• Required task: Output every line below without omitting or altering anything.
------------------------
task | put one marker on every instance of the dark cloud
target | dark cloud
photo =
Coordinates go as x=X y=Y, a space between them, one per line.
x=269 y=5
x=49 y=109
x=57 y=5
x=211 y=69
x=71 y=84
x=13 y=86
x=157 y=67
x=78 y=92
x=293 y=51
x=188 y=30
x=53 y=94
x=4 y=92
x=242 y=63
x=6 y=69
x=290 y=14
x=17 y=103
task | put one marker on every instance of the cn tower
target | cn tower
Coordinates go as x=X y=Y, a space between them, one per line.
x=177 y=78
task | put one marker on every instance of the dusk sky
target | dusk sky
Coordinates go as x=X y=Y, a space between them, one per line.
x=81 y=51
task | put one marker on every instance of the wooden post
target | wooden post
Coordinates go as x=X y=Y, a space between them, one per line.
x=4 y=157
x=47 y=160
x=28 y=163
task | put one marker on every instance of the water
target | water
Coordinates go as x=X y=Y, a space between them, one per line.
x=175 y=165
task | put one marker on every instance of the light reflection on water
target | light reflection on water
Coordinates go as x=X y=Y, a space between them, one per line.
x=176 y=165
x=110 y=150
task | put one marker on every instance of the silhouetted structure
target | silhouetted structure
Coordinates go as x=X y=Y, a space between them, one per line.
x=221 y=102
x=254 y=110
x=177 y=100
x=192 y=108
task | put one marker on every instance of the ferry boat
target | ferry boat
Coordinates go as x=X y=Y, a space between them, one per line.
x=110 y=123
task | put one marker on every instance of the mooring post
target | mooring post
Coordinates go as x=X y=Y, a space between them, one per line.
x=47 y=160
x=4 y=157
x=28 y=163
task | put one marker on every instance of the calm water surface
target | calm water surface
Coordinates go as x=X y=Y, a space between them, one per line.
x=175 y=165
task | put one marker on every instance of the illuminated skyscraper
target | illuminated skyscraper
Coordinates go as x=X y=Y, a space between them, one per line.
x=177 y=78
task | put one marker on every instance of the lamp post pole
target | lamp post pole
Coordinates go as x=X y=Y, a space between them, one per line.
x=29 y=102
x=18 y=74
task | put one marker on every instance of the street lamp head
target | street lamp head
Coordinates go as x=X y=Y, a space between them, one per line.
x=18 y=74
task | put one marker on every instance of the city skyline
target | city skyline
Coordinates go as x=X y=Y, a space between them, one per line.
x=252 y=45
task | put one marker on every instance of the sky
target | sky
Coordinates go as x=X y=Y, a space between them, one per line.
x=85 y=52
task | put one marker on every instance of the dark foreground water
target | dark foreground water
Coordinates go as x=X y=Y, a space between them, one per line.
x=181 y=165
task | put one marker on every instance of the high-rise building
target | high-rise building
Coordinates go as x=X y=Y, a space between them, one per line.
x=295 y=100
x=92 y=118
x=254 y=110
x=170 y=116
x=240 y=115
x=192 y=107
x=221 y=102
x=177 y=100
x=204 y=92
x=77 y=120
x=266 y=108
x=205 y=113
------------------------
• Task solution:
task | put one marker on every instance of the dark cloud
target | dark cloud
photo =
Coordinates go as x=X y=Y, a space between them, one per line.
x=269 y=5
x=49 y=109
x=57 y=5
x=211 y=69
x=71 y=84
x=13 y=86
x=157 y=67
x=78 y=92
x=293 y=51
x=188 y=30
x=53 y=94
x=4 y=92
x=242 y=63
x=6 y=69
x=290 y=14
x=17 y=103
task | put one marker on every instance of the cn tower
target | cn tower
Coordinates go as x=X y=Y, a space between them, one per line.
x=177 y=78
task | put one marker on every instance of the dusk sky
target | dusk sky
Coordinates go as x=X y=Y, a space between them, one per line.
x=81 y=51
task | put one marker on every instance of the wooden post
target | wooden post
Coordinates go as x=X y=Y, a space between them, one per line.
x=4 y=157
x=47 y=160
x=28 y=163
task | put one marker on every instance of the water
target | water
Coordinates go as x=X y=Y, a space between them, one per line.
x=175 y=165
task | put one marker on every instance of the light reflection on water
target | light reflection on water
Coordinates go as x=X y=Y, a space between them, one per line.
x=176 y=165
x=110 y=150
task | put one marker on every instance of the silhouetted structure
target | silhouetted structure
Coordinates go as x=X y=Y, a space between them, one per line.
x=221 y=102
x=254 y=110
x=177 y=100
x=192 y=108
task | put one marker on every instance of the ferry boat
target | ferry boat
Coordinates go as x=X y=Y, a space between them, one per line.
x=110 y=123
task | put one marker on every instance of the mooring post
target | mooring post
Coordinates go as x=X y=Y, a space between them, one per line.
x=47 y=160
x=4 y=157
x=28 y=163
task | put one marker on every instance of the calm water surface
target | calm water surface
Coordinates go as x=X y=Y, a space between them, one per line.
x=175 y=165
task | put one marker on every instance of the illuminated skyscraper
target | illuminated skyscraper
Coordinates go as x=X y=Y, a space between them, one per line.
x=177 y=78
task | put one marker on every instance of the lamp post pole
target | lamp post pole
Coordinates go as x=X y=Y, a space between them, one per line.
x=29 y=102
x=18 y=74
task | put one marker on every instance of the street lamp head
target | street lamp head
Coordinates go as x=X y=Y, a space between them, one per line.
x=18 y=74
task | put one marker on every instance of the city skyline
target | city skyline
Coordinates go as x=X y=Y, a space between them, one per line.
x=252 y=45
task | put one marker on every instance of the sky
target | sky
Coordinates go as x=X y=Y, a space between them, one per line.
x=85 y=52
task | put one marker on every instance of the dark foreground water
target | dark foreground water
Coordinates go as x=X y=Y, a space between them, one per line.
x=181 y=165
task | put one marker on every instance of the high-rise building
target | high-rise building
Coordinates go as x=X y=Y, a space between them, one per line.
x=295 y=100
x=92 y=118
x=254 y=110
x=170 y=116
x=240 y=115
x=192 y=107
x=221 y=102
x=177 y=100
x=204 y=92
x=77 y=120
x=266 y=108
x=205 y=113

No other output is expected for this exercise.